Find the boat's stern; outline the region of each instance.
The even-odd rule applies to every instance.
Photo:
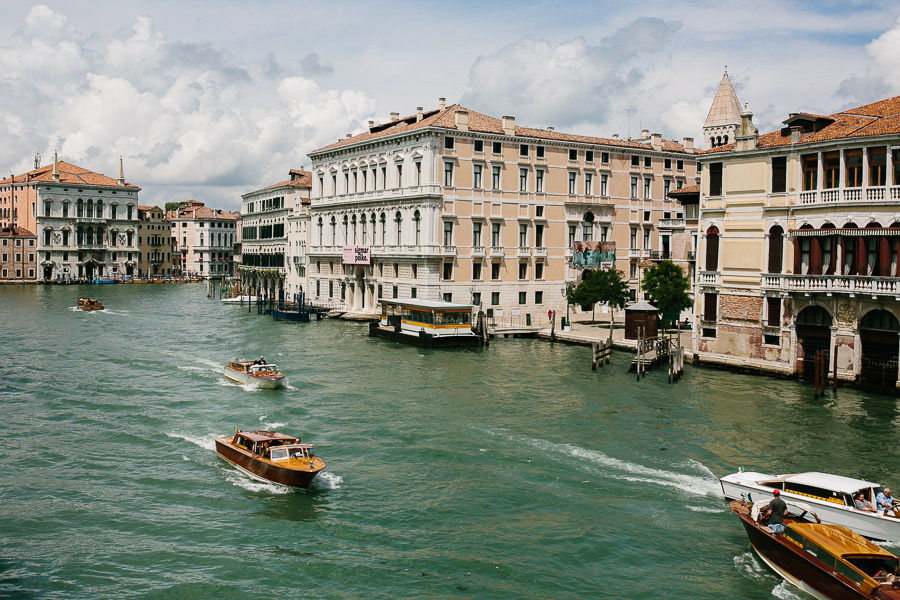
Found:
[[[742,500],[748,499],[749,494],[753,492],[762,492],[759,482],[767,479],[772,479],[772,476],[755,471],[738,471],[722,477],[719,479],[719,483],[722,486],[722,494],[727,500]]]

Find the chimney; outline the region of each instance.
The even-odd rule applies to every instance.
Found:
[[[619,134],[618,134],[618,133],[614,133],[614,134],[613,134],[613,139],[616,140],[616,141],[619,141]]]
[[[802,128],[799,125],[791,126],[791,143],[799,144],[800,143],[800,130]]]
[[[375,121],[369,119],[369,131],[372,131],[373,129],[375,129]]]
[[[741,113],[741,130],[734,138],[734,149],[756,150],[758,139],[759,129],[753,126],[753,113],[750,111],[750,104],[745,102],[744,111]]]
[[[392,112],[391,113],[391,123],[396,123],[400,120],[400,113]]]
[[[663,139],[661,133],[653,133],[650,135],[650,147],[654,150],[662,150]]]
[[[691,154],[694,153],[694,138],[684,138],[684,151]]]
[[[456,111],[456,128],[460,131],[468,131],[469,130],[469,111],[467,110],[458,110]]]
[[[650,139],[650,130],[649,129],[641,129],[641,139],[642,140]]]
[[[438,98],[438,110],[444,110],[445,108],[447,108],[447,99]]]
[[[53,181],[59,181],[59,157],[56,155],[56,150],[53,151],[53,173],[51,177]]]
[[[353,134],[352,134],[352,133],[348,133],[347,135],[344,136],[344,139],[349,140],[349,139],[352,138],[352,137],[353,137]]]
[[[556,131],[556,127],[551,125],[550,127],[547,128],[547,131]]]
[[[425,118],[425,112],[421,106],[416,107],[416,123]]]
[[[516,135],[516,118],[504,116],[503,117],[503,134],[504,135]]]
[[[125,166],[122,164],[122,155],[119,155],[119,178],[116,180],[119,185],[125,185]]]

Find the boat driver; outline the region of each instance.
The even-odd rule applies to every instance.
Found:
[[[769,529],[778,535],[784,532],[784,515],[787,514],[787,504],[781,499],[781,490],[772,490],[772,495],[775,497],[769,502],[766,514],[769,517]]]
[[[878,492],[878,495],[875,496],[875,507],[878,510],[883,510],[883,515],[887,516],[889,510],[894,510],[897,505],[900,504],[894,497],[891,496],[891,488],[886,487],[884,491]]]
[[[866,495],[861,491],[857,492],[856,496],[853,498],[853,506],[856,508],[856,510],[875,512],[875,509],[872,508],[872,504],[868,500],[866,500]]]

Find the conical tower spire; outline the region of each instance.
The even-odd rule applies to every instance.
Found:
[[[122,155],[119,155],[119,185],[125,185],[125,166],[122,164]]]
[[[703,138],[709,142],[710,147],[730,144],[740,125],[741,102],[731,85],[728,71],[725,71],[703,124]]]
[[[53,151],[53,173],[51,174],[53,181],[59,181],[59,157],[56,150]]]

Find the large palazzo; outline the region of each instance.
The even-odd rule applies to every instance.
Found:
[[[695,352],[879,388],[898,382],[900,97],[794,113],[701,156]]]
[[[365,314],[421,298],[546,318],[581,241],[614,242],[636,289],[640,262],[669,252],[659,222],[683,217],[668,192],[697,181],[690,139],[569,135],[443,99],[309,156],[310,297]]]

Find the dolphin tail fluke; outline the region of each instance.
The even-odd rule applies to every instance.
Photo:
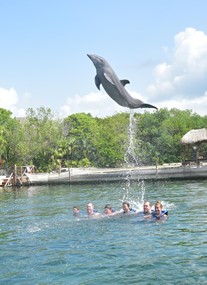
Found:
[[[143,103],[139,106],[139,108],[154,108],[154,109],[157,109],[157,107],[153,106],[153,105],[150,105],[150,104],[146,104],[146,103]]]

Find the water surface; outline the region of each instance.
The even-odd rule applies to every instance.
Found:
[[[37,186],[0,192],[1,284],[207,284],[207,181]],[[162,200],[165,223],[76,219],[92,201]]]

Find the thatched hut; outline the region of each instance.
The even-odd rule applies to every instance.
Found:
[[[184,145],[184,161],[186,161],[186,155],[188,161],[192,160],[191,151],[193,148],[196,154],[195,160],[197,163],[199,163],[199,161],[203,159],[203,157],[199,155],[199,146],[200,144],[206,142],[207,142],[207,128],[191,130],[188,133],[186,133],[181,139],[181,143]]]

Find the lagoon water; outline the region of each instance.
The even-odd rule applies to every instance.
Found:
[[[165,223],[77,219],[163,201]],[[0,284],[207,284],[207,181],[33,186],[0,192]]]

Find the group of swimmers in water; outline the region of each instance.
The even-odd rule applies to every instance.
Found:
[[[138,211],[130,207],[128,202],[122,203],[122,209],[116,211],[110,204],[106,204],[103,213],[99,213],[94,209],[93,203],[88,203],[86,207],[86,216],[88,218],[100,218],[110,217],[118,215],[136,215],[148,220],[164,221],[168,218],[168,211],[163,209],[163,205],[160,201],[157,201],[154,206],[149,201],[145,201],[143,204],[143,210]],[[78,217],[81,215],[80,208],[78,206],[73,207],[73,215]]]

__What to produce__.
What you give back must match the material above exactly, minus its pictures.

__Answer space__.
Find the boat's stern; outline the region of each instance.
The even-odd rule applies to every instance.
Photo:
Found:
[[[742,500],[748,499],[749,494],[753,492],[762,492],[759,482],[767,479],[772,479],[772,476],[755,471],[738,471],[722,477],[719,479],[719,483],[722,486],[722,494],[727,500]]]

Find the chimney; outline the region of each instance.
The even-odd rule applies to every instance.
Found:
[[[619,134],[618,134],[618,133],[614,133],[614,134],[613,134],[613,139],[616,140],[616,141],[619,141]]]
[[[802,128],[799,125],[791,126],[791,143],[799,144],[800,143],[800,130]]]
[[[375,121],[369,119],[369,131],[372,131],[373,129],[375,129]]]
[[[741,113],[741,130],[734,138],[734,149],[756,150],[758,139],[759,129],[753,126],[753,113],[750,111],[750,104],[745,102],[744,111]]]
[[[392,112],[391,113],[391,123],[396,123],[400,120],[400,113]]]
[[[663,139],[661,133],[653,133],[650,135],[650,147],[654,150],[662,150]]]
[[[691,154],[694,153],[694,138],[684,138],[684,151]]]
[[[456,111],[456,128],[460,131],[468,131],[469,130],[469,111],[467,110],[458,110]]]
[[[650,139],[650,130],[649,129],[641,129],[641,139],[642,140]]]
[[[438,98],[438,110],[444,110],[445,108],[447,108],[447,99]]]
[[[53,181],[59,181],[59,157],[56,155],[56,150],[53,151],[53,173],[51,177]]]
[[[353,134],[352,134],[352,133],[348,133],[347,135],[344,136],[344,139],[349,140],[349,139],[352,138],[352,137],[353,137]]]
[[[556,131],[556,127],[551,125],[550,127],[547,128],[547,131]]]
[[[425,118],[425,112],[421,106],[416,107],[416,123]]]
[[[516,135],[516,118],[504,116],[503,117],[503,134],[504,135]]]
[[[125,166],[122,164],[122,155],[119,155],[119,178],[116,180],[119,185],[125,185]]]

Find the boat driver; outline the region of each instance.
The even-odd rule applies to every instance.
Found:
[[[769,529],[778,535],[784,532],[784,515],[787,514],[787,504],[781,499],[781,490],[772,490],[772,495],[775,497],[769,502],[766,514],[769,517]]]
[[[878,492],[878,495],[875,496],[875,507],[878,510],[883,510],[883,515],[887,516],[889,510],[894,510],[897,505],[900,504],[894,497],[891,496],[891,488],[886,487],[884,491]]]
[[[866,495],[861,491],[857,492],[856,496],[853,498],[853,506],[856,508],[856,510],[875,512],[875,509],[872,508],[872,504],[868,500],[866,500]]]

Find the conical tower spire; outline the region of each instance.
The even-odd rule applies to every instance.
Found:
[[[122,155],[119,155],[119,185],[125,185],[125,166],[122,164]]]
[[[703,138],[709,142],[710,147],[730,144],[740,125],[741,102],[731,85],[728,71],[725,71],[703,124]]]
[[[53,151],[53,173],[51,174],[53,181],[59,181],[59,157],[56,150]]]

Find the large palazzo; outline the region of each instance.
The even-odd rule applies to every instance.
Found:
[[[695,352],[879,388],[898,382],[900,97],[794,113],[701,156]]]
[[[365,314],[421,298],[546,318],[581,241],[614,242],[636,289],[640,262],[669,252],[659,222],[683,217],[668,192],[697,181],[690,139],[569,135],[443,99],[309,156],[310,297]]]

Find the dolphin tail fluke; outline the region of each instance.
The even-odd rule applies to every instance.
Photo:
Found:
[[[143,103],[139,106],[139,108],[154,108],[154,109],[157,109],[157,107],[153,106],[153,105],[150,105],[150,104],[146,104],[146,103]]]

Find the water surface; outline the region of each instance.
The even-odd rule applies to every instance.
Found:
[[[37,186],[0,192],[1,284],[207,284],[207,181]],[[162,200],[165,223],[76,219],[92,201]]]

Find the thatched hut; outline the region of each instance.
The even-odd rule applies to every instance.
Found:
[[[184,145],[184,161],[186,161],[186,155],[188,161],[192,160],[191,151],[193,148],[196,154],[195,160],[197,163],[199,163],[199,161],[203,159],[203,157],[199,155],[199,146],[200,144],[206,142],[207,142],[207,128],[191,130],[188,133],[186,133],[181,139],[181,143]]]

Find the lagoon water; outline the region of each instance.
The even-odd rule applies to every instance.
Found:
[[[165,223],[77,219],[163,201]],[[0,284],[207,284],[207,181],[33,186],[0,192]]]

Find the group of swimmers in water; outline the region of each instance.
The even-odd rule applies to every instance.
Found:
[[[138,211],[130,207],[128,202],[122,203],[122,209],[116,211],[110,204],[106,204],[103,213],[99,213],[94,209],[93,203],[88,203],[86,207],[86,216],[88,218],[100,218],[110,217],[118,215],[136,215],[148,220],[164,221],[168,218],[168,211],[163,209],[163,205],[160,201],[157,201],[154,206],[149,201],[145,201],[143,204],[143,210]],[[78,217],[81,215],[80,208],[78,206],[73,207],[73,215]]]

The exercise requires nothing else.